=== The request ===
Show every line in the listing below that contains the word "baguette", copying each such line in full.

++++

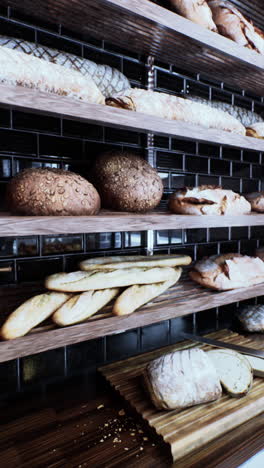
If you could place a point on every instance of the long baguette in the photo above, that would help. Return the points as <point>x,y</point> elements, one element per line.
<point>84,281</point>
<point>31,313</point>
<point>17,68</point>
<point>138,295</point>
<point>83,306</point>
<point>132,261</point>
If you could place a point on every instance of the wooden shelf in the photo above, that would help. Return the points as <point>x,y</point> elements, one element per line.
<point>50,104</point>
<point>146,28</point>
<point>114,221</point>
<point>185,298</point>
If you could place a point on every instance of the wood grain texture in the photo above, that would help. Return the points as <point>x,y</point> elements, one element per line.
<point>192,428</point>
<point>146,28</point>
<point>38,102</point>
<point>114,221</point>
<point>184,298</point>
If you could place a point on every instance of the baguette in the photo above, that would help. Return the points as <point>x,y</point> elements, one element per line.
<point>138,295</point>
<point>84,281</point>
<point>25,70</point>
<point>31,313</point>
<point>83,306</point>
<point>131,261</point>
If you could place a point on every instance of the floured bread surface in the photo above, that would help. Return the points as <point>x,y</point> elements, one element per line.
<point>208,200</point>
<point>230,271</point>
<point>18,68</point>
<point>252,318</point>
<point>84,281</point>
<point>182,379</point>
<point>233,370</point>
<point>175,108</point>
<point>131,261</point>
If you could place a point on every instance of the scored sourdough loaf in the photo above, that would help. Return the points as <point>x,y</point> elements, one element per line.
<point>182,379</point>
<point>31,313</point>
<point>51,192</point>
<point>22,69</point>
<point>197,11</point>
<point>84,281</point>
<point>228,271</point>
<point>83,306</point>
<point>234,371</point>
<point>138,295</point>
<point>131,261</point>
<point>126,182</point>
<point>208,200</point>
<point>175,108</point>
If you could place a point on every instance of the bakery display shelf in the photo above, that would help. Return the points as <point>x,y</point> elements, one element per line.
<point>184,298</point>
<point>147,28</point>
<point>50,104</point>
<point>115,221</point>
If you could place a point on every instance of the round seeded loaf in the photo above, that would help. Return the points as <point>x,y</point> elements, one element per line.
<point>126,182</point>
<point>51,192</point>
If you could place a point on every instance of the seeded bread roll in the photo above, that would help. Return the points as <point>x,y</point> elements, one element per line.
<point>126,182</point>
<point>51,192</point>
<point>31,313</point>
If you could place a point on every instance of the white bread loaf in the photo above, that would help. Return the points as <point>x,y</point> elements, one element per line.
<point>17,68</point>
<point>83,306</point>
<point>175,108</point>
<point>31,313</point>
<point>79,281</point>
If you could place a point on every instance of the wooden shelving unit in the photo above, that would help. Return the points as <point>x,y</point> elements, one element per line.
<point>147,28</point>
<point>185,298</point>
<point>35,101</point>
<point>114,221</point>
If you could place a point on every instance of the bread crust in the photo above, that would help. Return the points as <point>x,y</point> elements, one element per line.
<point>136,296</point>
<point>31,313</point>
<point>51,192</point>
<point>176,108</point>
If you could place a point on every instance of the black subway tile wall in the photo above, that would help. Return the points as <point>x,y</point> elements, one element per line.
<point>34,140</point>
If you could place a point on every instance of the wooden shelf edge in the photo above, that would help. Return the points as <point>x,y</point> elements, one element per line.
<point>51,104</point>
<point>114,221</point>
<point>204,299</point>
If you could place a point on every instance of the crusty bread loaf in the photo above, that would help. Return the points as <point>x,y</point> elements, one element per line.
<point>31,313</point>
<point>196,11</point>
<point>21,69</point>
<point>256,200</point>
<point>256,130</point>
<point>234,371</point>
<point>136,296</point>
<point>83,306</point>
<point>181,379</point>
<point>126,182</point>
<point>132,261</point>
<point>176,108</point>
<point>208,200</point>
<point>84,281</point>
<point>51,192</point>
<point>232,24</point>
<point>228,271</point>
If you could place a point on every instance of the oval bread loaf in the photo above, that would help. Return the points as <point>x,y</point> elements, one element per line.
<point>51,192</point>
<point>83,306</point>
<point>126,182</point>
<point>84,281</point>
<point>31,313</point>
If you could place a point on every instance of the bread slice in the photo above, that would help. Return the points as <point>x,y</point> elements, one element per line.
<point>31,313</point>
<point>234,371</point>
<point>135,296</point>
<point>131,261</point>
<point>83,306</point>
<point>79,281</point>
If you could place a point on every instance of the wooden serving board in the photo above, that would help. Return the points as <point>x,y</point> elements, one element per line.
<point>188,430</point>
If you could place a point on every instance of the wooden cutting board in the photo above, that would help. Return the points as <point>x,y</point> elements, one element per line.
<point>192,428</point>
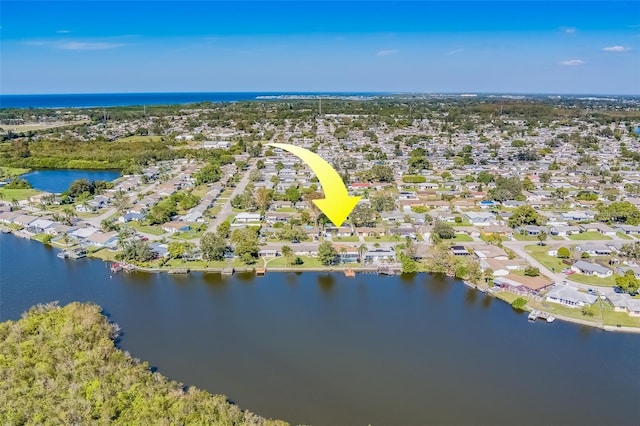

++++

=== Correct response ===
If you could place a point on every instance of the long baguette in the photo above, that would help. Return the points as <point>x,y</point> elements, one element per line.
If you could place a point on every instance of the baguette in the photo above, that would help. Return the points as <point>x,y</point> elements, one element per line.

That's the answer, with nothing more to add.